Assignment.
In the blog post below on homeworking and the property market, what share of staff did HQN's survey find would work from home in the future?

By Colin Wiles, housing consultant.
A disclaimer: the title of this blog is not mine. Its latest usage is from the New York Post to describe the flight of New Yorkers from Gotham City to the suburbs and beyond as Coronavirus hollows out the metropolis.
When I wrote my first blog here in June 2019, I promised to cover a wide and eclectic range of topics, sometimes looking beyond the UK, so I was interested in this story as it seems to reflect what is happening here, where there has been a surge of interest in suburban, rural, and coastal properties.
The solicitor I used for my recent house purchase is dealing with loads of London buyers seeking a place along the Kent coast. In local parlance they are known as ‘DFLs’ (Down from London).
Whether this change in the property market will be a long-term trend remains to be seen but one thing that seems certain is that homeworking is here to stay. For the housing sector, at least, this was confirmed by HQN’s recent survey of members which found that 80 % of staff have been working from home during the pandemic, and that around 60% would work from home in the future.
The post-pandemic world will be a very different place. If I had any spare cash I would invest in companies doing loft extensions and garden offices.

The data.
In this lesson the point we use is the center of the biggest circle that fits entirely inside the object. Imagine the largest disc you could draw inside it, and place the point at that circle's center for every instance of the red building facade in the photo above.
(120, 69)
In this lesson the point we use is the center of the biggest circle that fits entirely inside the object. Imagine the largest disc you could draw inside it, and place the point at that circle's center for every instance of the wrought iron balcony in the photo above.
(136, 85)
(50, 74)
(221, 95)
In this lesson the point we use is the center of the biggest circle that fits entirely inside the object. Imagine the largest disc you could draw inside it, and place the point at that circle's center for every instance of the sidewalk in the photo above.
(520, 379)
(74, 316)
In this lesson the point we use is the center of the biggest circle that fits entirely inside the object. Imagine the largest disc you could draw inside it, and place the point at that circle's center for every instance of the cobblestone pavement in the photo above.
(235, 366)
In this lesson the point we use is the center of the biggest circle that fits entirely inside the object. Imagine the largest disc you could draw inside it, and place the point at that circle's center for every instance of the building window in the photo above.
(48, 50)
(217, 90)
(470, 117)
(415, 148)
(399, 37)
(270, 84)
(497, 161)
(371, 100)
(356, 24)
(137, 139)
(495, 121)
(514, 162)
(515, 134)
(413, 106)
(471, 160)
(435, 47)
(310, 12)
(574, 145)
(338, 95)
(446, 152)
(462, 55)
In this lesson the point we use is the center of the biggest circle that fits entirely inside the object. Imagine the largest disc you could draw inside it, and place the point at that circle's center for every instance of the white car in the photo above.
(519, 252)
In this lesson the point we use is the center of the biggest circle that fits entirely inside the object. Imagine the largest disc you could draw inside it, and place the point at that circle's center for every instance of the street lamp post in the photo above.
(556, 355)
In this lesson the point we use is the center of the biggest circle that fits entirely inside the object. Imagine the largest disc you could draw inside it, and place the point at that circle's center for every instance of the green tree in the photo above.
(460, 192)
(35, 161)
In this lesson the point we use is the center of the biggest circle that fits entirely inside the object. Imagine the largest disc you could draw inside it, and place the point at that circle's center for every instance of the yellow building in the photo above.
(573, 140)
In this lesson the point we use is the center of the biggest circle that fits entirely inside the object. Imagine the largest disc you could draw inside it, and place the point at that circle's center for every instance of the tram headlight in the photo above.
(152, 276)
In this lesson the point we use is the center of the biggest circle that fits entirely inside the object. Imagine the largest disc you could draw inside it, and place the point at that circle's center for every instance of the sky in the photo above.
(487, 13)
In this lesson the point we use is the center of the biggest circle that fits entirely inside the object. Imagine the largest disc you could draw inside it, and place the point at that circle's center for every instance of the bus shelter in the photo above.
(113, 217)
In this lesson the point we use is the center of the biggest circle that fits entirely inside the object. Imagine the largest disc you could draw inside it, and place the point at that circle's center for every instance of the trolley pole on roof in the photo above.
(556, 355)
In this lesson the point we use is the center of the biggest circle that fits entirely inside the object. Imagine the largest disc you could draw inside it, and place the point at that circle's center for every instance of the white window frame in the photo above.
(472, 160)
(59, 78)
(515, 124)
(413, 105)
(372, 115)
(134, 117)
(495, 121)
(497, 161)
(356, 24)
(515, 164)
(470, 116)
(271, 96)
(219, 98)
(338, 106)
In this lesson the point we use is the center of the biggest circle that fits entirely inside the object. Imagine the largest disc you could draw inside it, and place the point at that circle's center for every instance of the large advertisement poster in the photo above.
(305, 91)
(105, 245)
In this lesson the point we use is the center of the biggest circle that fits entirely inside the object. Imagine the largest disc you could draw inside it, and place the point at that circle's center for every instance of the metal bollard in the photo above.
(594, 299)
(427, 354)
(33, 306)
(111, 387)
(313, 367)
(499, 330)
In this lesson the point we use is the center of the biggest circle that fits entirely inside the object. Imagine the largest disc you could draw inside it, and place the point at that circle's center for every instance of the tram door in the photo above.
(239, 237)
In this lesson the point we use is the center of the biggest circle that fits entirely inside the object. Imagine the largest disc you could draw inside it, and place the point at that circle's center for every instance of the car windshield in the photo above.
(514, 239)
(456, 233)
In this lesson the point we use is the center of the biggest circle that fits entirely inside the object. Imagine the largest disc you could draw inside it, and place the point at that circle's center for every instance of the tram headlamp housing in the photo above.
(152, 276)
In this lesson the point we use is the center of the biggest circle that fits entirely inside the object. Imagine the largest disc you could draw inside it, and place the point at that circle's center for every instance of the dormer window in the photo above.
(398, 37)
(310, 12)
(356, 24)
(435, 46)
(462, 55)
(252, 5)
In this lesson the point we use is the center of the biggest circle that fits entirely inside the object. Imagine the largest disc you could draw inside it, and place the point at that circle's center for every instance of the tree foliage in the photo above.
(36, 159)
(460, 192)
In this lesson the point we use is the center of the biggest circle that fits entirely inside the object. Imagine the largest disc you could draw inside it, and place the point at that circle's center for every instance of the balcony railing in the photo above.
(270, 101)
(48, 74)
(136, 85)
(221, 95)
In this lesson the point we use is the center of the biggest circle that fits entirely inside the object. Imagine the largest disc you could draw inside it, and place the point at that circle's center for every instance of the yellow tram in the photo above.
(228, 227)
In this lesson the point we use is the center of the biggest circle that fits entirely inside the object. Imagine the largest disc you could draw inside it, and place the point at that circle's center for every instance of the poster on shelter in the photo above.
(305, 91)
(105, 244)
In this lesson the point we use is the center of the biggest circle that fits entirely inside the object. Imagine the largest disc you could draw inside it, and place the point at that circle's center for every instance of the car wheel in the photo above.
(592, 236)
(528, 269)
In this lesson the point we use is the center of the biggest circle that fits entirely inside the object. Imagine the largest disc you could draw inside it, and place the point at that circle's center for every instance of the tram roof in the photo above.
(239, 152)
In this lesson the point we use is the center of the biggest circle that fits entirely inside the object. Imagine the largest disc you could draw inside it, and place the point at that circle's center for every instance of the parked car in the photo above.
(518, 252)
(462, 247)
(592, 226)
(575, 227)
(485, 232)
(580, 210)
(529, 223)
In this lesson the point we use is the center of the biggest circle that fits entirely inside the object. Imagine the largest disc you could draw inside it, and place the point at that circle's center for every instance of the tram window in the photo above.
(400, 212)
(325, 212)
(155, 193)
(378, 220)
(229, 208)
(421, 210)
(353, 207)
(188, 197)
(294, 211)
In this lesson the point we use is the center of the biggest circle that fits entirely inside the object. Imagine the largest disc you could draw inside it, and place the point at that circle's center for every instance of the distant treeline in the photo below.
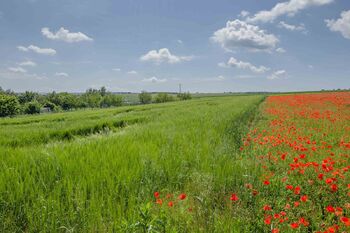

Exercise output.
Around 60%.